THE REQUEST: Collect every line in the entries below that contains the string "spire" and copy each of those lines out.

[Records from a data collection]

■ ■ ■ ■ ■

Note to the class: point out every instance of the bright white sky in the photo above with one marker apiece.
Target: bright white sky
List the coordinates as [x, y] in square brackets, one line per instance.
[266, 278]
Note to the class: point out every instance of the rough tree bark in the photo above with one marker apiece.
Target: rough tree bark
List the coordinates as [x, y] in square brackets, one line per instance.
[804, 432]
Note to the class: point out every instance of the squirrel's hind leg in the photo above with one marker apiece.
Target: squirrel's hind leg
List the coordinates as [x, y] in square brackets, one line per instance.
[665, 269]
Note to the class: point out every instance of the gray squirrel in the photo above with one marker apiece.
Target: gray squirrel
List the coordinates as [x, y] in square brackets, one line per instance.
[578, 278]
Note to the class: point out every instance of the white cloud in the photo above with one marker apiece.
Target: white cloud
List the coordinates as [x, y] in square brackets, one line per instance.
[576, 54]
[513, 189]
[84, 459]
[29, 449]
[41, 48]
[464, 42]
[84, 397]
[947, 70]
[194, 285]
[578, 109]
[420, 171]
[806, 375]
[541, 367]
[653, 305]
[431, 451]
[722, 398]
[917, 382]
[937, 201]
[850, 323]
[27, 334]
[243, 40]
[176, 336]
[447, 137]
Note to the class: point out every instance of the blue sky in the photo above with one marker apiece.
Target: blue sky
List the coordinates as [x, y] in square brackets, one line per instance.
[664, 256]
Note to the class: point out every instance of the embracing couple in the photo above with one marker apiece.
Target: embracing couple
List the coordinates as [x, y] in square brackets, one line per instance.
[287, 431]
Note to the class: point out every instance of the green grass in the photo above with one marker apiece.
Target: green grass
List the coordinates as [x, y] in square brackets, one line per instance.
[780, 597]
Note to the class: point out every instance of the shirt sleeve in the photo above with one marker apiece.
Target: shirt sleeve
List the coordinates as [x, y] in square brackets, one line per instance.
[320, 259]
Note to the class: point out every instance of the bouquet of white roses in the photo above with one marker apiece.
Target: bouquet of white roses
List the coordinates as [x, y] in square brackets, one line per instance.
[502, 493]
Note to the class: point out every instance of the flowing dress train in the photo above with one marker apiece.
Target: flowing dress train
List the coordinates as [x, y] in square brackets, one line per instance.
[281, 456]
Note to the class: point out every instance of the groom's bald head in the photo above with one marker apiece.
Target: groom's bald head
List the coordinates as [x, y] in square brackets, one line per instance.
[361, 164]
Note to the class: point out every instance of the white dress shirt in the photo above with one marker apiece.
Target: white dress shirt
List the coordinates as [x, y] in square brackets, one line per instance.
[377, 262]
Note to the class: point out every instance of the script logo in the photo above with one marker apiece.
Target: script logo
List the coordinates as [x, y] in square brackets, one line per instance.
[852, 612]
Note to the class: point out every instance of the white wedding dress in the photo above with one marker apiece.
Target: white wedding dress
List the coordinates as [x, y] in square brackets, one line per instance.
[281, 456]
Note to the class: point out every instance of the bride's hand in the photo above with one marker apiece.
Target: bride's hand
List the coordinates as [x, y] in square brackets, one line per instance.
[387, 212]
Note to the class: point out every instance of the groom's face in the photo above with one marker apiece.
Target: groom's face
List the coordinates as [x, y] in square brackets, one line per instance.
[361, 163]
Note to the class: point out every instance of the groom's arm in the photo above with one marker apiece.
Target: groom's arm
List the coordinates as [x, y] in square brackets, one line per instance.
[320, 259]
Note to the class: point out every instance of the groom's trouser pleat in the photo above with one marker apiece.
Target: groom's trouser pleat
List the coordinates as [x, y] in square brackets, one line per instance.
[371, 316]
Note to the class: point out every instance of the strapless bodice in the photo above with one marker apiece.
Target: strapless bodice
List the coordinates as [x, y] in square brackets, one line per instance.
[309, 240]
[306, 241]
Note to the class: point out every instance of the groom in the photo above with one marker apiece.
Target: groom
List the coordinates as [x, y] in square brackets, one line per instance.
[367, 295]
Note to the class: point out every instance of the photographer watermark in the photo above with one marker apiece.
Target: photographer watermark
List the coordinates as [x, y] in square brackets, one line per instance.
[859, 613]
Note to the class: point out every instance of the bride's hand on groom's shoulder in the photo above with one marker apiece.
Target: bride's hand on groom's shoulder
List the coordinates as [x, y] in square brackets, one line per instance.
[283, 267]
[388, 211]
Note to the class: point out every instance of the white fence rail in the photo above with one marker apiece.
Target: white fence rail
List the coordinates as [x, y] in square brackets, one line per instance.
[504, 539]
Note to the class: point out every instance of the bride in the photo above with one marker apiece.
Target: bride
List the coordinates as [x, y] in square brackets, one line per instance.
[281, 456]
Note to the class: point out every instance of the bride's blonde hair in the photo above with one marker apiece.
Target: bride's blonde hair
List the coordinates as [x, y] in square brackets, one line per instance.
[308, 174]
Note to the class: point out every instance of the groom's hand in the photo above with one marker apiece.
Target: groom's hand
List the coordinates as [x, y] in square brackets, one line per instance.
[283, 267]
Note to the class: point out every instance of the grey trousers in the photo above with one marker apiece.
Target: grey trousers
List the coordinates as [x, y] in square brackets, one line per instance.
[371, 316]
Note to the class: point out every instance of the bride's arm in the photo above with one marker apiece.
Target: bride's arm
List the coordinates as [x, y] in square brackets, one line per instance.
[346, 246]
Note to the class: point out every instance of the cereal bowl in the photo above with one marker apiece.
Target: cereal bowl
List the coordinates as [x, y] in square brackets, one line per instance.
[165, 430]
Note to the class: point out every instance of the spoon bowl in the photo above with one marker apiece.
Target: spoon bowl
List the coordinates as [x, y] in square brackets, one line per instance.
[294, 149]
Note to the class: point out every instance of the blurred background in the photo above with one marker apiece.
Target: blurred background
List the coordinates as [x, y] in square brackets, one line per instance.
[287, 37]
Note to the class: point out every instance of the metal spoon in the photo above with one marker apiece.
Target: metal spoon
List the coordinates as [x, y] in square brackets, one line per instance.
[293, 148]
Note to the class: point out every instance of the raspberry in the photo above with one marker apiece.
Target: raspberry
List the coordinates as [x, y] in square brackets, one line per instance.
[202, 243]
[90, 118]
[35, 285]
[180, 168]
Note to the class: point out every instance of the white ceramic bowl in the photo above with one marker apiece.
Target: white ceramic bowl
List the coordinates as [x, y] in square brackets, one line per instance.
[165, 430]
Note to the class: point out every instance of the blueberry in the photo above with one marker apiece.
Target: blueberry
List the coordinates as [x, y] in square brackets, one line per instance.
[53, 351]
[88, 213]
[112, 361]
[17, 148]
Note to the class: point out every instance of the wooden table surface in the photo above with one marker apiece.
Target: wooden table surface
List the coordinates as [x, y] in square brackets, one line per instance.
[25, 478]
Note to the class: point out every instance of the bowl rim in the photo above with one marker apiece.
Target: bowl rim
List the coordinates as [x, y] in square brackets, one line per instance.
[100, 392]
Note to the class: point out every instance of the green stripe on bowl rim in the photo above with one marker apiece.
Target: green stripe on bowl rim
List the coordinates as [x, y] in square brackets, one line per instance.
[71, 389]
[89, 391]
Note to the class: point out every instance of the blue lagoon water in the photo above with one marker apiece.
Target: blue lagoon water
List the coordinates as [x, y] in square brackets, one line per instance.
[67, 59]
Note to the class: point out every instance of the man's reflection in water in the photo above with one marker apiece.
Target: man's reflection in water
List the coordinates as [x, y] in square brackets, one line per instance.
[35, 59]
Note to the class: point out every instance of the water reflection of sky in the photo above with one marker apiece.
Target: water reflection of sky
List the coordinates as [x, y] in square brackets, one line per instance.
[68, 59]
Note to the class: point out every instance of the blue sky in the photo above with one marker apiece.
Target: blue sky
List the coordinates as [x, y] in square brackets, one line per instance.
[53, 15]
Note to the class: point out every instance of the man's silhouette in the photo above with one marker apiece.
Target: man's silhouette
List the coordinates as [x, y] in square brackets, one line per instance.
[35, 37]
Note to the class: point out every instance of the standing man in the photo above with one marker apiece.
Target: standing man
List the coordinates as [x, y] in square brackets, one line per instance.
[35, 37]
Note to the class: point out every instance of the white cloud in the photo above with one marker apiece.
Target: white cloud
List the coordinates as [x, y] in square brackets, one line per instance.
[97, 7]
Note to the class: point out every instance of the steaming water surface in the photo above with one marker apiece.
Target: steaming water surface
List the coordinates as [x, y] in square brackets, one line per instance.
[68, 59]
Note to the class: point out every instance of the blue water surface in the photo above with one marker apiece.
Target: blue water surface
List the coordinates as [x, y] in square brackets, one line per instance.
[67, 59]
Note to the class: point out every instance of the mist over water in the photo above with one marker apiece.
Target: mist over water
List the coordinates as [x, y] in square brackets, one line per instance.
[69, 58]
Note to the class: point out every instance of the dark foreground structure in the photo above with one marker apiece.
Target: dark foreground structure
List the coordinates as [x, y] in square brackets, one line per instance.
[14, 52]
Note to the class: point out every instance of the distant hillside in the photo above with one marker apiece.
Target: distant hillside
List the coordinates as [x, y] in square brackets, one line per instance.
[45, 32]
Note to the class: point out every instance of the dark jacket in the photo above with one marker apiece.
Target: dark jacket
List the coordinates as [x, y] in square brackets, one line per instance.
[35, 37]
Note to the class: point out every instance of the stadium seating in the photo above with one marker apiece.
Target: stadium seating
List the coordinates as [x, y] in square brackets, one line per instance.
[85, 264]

■ ■ ■ ■ ■

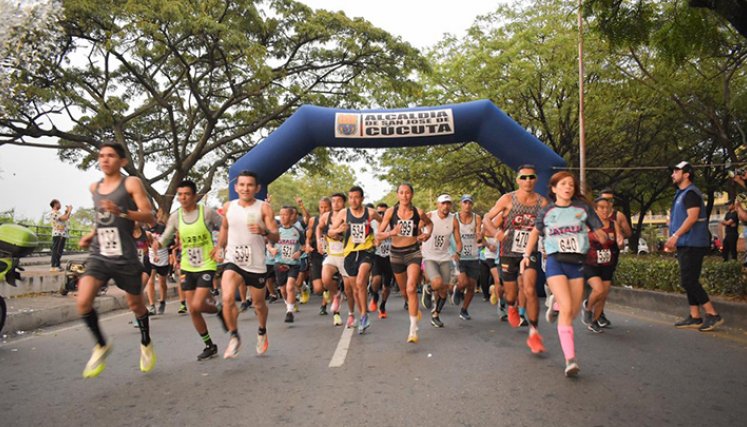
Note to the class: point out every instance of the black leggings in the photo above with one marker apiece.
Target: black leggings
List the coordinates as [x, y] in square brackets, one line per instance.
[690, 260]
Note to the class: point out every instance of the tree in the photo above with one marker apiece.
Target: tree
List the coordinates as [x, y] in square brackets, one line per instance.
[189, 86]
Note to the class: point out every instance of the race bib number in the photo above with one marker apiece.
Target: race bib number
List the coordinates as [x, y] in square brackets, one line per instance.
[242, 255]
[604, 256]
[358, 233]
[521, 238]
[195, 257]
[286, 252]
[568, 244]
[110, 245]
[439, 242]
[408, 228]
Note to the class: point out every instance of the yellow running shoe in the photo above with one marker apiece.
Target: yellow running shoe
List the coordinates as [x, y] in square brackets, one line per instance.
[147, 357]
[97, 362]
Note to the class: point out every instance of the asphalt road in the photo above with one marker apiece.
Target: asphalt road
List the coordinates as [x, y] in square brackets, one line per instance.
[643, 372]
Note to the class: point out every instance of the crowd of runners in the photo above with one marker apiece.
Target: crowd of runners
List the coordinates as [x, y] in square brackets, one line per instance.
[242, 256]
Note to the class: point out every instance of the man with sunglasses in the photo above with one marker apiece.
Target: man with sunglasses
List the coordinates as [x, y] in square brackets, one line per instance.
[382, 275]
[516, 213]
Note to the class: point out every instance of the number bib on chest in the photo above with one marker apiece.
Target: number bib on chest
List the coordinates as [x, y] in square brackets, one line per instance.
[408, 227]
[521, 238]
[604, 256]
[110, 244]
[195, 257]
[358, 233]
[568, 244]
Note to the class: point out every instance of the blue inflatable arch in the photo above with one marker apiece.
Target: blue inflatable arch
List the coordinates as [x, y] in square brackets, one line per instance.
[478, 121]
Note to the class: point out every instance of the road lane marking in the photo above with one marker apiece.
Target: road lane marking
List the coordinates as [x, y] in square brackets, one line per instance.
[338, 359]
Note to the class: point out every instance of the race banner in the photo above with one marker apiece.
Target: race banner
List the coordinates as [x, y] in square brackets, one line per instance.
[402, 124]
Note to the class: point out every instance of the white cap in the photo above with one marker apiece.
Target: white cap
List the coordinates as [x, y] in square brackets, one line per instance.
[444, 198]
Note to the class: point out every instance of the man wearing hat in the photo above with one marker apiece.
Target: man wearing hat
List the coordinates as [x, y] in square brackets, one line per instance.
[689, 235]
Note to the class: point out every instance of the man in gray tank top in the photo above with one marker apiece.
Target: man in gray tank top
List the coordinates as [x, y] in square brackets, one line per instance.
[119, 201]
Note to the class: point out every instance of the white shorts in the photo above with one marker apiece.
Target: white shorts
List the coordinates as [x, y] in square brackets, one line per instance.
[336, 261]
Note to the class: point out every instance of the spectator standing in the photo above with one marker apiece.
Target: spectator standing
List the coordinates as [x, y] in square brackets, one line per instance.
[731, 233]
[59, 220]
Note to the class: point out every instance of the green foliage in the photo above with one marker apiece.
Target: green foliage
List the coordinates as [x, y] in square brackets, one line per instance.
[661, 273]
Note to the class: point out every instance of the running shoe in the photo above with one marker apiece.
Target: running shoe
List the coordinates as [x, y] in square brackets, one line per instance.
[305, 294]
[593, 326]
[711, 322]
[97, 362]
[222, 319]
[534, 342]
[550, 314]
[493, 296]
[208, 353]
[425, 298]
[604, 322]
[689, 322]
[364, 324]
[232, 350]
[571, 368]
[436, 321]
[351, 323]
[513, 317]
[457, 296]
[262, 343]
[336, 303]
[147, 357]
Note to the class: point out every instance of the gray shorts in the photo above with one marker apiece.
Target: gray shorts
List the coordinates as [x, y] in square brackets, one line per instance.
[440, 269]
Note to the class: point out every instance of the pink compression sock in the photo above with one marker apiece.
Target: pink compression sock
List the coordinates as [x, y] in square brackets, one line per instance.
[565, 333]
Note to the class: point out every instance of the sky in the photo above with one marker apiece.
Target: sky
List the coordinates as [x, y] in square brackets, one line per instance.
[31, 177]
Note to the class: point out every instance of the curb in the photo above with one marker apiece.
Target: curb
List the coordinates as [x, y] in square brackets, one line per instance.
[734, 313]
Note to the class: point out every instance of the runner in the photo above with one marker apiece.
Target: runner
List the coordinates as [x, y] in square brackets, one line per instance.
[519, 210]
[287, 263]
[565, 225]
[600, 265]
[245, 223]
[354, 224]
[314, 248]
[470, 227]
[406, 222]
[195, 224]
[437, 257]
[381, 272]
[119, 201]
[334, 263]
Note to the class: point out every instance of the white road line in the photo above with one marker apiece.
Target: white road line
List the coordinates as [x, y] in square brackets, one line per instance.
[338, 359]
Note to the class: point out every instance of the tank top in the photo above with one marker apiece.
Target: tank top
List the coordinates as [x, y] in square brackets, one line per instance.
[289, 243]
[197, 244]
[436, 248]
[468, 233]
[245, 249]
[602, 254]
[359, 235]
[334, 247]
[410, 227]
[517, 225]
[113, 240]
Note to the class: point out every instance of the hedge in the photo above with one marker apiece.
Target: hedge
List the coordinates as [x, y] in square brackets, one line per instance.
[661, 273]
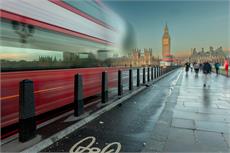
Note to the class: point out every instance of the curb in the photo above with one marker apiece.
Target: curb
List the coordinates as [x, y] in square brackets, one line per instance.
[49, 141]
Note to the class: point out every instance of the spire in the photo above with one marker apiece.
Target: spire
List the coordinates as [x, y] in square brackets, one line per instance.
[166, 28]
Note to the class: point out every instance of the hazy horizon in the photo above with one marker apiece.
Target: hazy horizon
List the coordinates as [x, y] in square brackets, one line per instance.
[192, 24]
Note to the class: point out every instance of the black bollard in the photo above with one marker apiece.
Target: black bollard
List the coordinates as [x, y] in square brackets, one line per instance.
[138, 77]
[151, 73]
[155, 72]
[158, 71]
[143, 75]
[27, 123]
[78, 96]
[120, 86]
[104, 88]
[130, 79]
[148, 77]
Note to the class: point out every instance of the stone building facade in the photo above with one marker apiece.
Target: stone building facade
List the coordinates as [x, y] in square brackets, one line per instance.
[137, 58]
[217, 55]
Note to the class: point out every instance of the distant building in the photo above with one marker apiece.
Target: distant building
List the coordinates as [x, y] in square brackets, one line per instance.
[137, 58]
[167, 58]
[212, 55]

■ ■ ■ ■ ■

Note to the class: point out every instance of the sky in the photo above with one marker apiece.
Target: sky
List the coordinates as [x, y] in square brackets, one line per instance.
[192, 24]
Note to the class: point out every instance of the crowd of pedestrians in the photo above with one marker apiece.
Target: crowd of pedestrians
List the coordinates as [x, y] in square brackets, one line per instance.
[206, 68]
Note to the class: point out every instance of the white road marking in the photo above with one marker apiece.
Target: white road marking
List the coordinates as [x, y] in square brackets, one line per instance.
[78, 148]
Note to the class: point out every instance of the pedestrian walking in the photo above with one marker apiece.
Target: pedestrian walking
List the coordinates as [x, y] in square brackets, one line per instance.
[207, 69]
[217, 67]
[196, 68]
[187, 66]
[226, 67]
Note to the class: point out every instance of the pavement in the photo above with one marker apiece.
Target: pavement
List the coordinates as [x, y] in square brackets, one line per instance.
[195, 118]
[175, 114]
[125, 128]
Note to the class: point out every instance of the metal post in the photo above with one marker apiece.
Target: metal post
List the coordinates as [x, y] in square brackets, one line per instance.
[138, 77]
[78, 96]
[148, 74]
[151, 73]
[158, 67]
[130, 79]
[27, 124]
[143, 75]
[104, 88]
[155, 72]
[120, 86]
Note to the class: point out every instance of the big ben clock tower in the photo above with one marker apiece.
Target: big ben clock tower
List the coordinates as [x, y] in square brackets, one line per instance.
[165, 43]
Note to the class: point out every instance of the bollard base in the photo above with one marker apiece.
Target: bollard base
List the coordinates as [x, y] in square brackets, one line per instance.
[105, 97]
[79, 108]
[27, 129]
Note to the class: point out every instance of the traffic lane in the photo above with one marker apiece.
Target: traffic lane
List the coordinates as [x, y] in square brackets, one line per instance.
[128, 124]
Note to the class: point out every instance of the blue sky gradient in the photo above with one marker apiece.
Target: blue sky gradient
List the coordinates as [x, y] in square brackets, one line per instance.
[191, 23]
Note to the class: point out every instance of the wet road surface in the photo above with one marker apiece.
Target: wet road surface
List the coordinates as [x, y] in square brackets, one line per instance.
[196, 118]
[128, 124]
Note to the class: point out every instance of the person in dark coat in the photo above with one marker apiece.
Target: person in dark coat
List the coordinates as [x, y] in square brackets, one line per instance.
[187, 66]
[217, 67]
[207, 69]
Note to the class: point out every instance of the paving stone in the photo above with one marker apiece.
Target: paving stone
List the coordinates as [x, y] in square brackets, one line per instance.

■ ■ ■ ■ ■

FINISHED TASK:
Note to the class: point out every instance of the spire in the photo above with one marker apiece.
Target: spire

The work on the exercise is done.